*** Opening of PROVIDED INFORMATION ***

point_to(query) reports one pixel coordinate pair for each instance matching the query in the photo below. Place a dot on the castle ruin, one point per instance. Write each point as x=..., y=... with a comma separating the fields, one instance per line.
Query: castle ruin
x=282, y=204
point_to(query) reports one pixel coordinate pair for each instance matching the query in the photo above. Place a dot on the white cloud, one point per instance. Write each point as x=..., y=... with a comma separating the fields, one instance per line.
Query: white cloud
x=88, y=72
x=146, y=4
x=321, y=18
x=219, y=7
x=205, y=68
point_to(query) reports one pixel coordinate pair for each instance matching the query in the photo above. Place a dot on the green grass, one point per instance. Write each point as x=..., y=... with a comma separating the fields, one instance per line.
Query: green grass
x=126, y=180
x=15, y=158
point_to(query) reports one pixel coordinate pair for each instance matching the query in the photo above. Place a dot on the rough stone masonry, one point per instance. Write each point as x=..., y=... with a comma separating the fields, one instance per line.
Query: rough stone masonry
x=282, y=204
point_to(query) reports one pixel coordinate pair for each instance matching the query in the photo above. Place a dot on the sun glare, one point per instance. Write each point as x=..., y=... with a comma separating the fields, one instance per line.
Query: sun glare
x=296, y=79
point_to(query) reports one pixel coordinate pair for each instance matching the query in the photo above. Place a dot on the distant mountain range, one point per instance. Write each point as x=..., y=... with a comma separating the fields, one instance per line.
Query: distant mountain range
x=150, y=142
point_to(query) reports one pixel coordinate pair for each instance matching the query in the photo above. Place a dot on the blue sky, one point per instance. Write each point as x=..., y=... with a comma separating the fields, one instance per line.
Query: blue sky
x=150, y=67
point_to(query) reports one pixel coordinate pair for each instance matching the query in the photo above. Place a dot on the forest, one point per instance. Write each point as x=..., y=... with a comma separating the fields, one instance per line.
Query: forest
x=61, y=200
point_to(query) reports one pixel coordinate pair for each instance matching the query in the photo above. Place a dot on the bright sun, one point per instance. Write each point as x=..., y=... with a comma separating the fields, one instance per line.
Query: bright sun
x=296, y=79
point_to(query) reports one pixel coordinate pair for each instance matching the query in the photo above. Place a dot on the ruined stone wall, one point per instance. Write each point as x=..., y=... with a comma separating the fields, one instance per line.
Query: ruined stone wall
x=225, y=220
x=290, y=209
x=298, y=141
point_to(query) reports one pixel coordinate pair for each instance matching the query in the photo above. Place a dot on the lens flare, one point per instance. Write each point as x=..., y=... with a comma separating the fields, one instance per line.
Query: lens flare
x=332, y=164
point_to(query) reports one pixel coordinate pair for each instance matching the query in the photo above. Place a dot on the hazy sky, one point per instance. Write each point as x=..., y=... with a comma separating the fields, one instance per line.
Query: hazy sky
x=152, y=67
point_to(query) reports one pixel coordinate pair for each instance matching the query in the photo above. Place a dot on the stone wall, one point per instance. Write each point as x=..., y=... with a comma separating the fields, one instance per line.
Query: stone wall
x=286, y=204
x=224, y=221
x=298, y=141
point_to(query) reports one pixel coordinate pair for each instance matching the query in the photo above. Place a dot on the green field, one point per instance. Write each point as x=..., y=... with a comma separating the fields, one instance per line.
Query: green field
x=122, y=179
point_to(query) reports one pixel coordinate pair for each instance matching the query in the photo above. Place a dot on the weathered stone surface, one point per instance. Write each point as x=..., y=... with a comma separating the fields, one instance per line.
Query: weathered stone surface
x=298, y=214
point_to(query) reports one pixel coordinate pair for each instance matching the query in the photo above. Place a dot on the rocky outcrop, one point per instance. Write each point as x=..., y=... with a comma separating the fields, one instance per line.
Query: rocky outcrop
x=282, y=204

*** Close of PROVIDED INFORMATION ***

> EXERCISE: Every line in the material must be repeated verbatim.

> ANSWER BOX:
point_to(query) reports one pixel coordinate pair for each instance matching the query in the photo below. Place a dot on the castle ruin, one point per instance. Write each point as x=..., y=... with a comma separating the fields, one instance per line.
Query: castle ruin
x=282, y=204
point_to(query) reports one pixel coordinate pair for each instance matching the query in the photo above. Place a dot on the white cloud, one point per instance. Write each point as x=..., y=... with a comma separating the fields, one instance per line.
Query: white cloud
x=88, y=72
x=146, y=4
x=321, y=18
x=219, y=7
x=205, y=68
point_to(query) reports one pixel coordinate pair for each instance matching the query in the photo above. Place a dot on the green grass, one point per instance. Write each point as x=..., y=... with a comma separating the fields, one instance per line.
Query: green grass
x=126, y=180
x=15, y=158
point_to(query) reports one pixel coordinate pair for each instance matching the query in the photo above. Place a dot on the rough stone masonry, one point per instance. Write each point as x=..., y=... with a comma separating the fields, one instance per line.
Query: rough stone masonry
x=282, y=204
point_to(query) reports one pixel coordinate pair for each instance matching the query in the photo above. Place a dot on the sun glare, one point per instance. Write each point as x=..., y=... with a comma separating the fields, one instance per line.
Query: sun glare
x=296, y=79
point_to(query) reports one pixel coordinate pair for each instance matching the query in the photo above. Place a dot on the distant mountain range, one point per instance. Write each point as x=..., y=... with a comma separating the fields, one instance per line.
Query: distant mountain range
x=150, y=142
point_to(query) reports one pixel coordinate pair for each instance matching the query in the photo above. Place a dot on the blue sky, one point per instance. Write each point as x=..., y=... with a comma separating the fields, one instance per line.
Query: blue sky
x=150, y=67
point_to(query) reports one pixel coordinate pair for each instance matching the query in the photo above. Place a dot on the forest, one point per instance. Write each point as x=..., y=... with a comma separating the fields, one instance per line.
Query: forest
x=61, y=200
point_to(query) reports one pixel coordinate pair for each instance matching the query in the photo above. Place a dot on the bright sun, one point per instance. Write each point as x=..., y=... with a comma separating the fields, one instance per line.
Query: bright sun
x=296, y=79
point_to(query) reports one pixel coordinate pair for each instance matching the query in the photo above. Place a dot on the ruined stone wall, one point per instance. Write each point as x=..., y=... with a comma separating the fields, one instance per line.
Query: ruined stone wall
x=225, y=220
x=290, y=209
x=298, y=141
point_to(query) reports one pixel coordinate pair for each instance matching the query in the photo above. Place a dot on the lens flare, one point per instance. Write each point as x=..., y=... with a comma separating the fields, one instance per line.
Query: lens flare
x=332, y=164
point_to(query) reports one pixel coordinate pair for each instance matching the query in the photo above. Place a dot on the hazy sky, one point per instance. Write each point as x=..., y=... with a comma separating the fields, one instance per line.
Query: hazy sky
x=152, y=67
point_to(query) reports one pixel coordinate pair for each instance matching the query in the photo above. Place a dot on the stone wall, one point per instance. Write each point as x=..., y=... with a comma separating the fields, one instance per line.
Query: stone wall
x=286, y=204
x=224, y=221
x=298, y=141
point_to(query) reports one pixel coordinate pair for each instance matching the query in the photo above. Place a dot on the green field, one point per instance. Write each point as x=..., y=... with a comma separating the fields, one instance per line.
Query: green field
x=122, y=179
point_to(query) reports one pixel coordinate pair for each instance matching the query in the photo above. Place a dot on the weathered stone surface, one point per instance. Write each point as x=..., y=... with a comma separating the fields, one instance per line.
Query: weathered stone surface
x=298, y=214
point_to(query) reports one pixel coordinate pair for each instance matching the query in the photo above. Place a dot on the rocky outcrop, one point per instance. Write each point as x=..., y=... with a comma separating the fields, one instance per line.
Query: rocky outcrop
x=282, y=204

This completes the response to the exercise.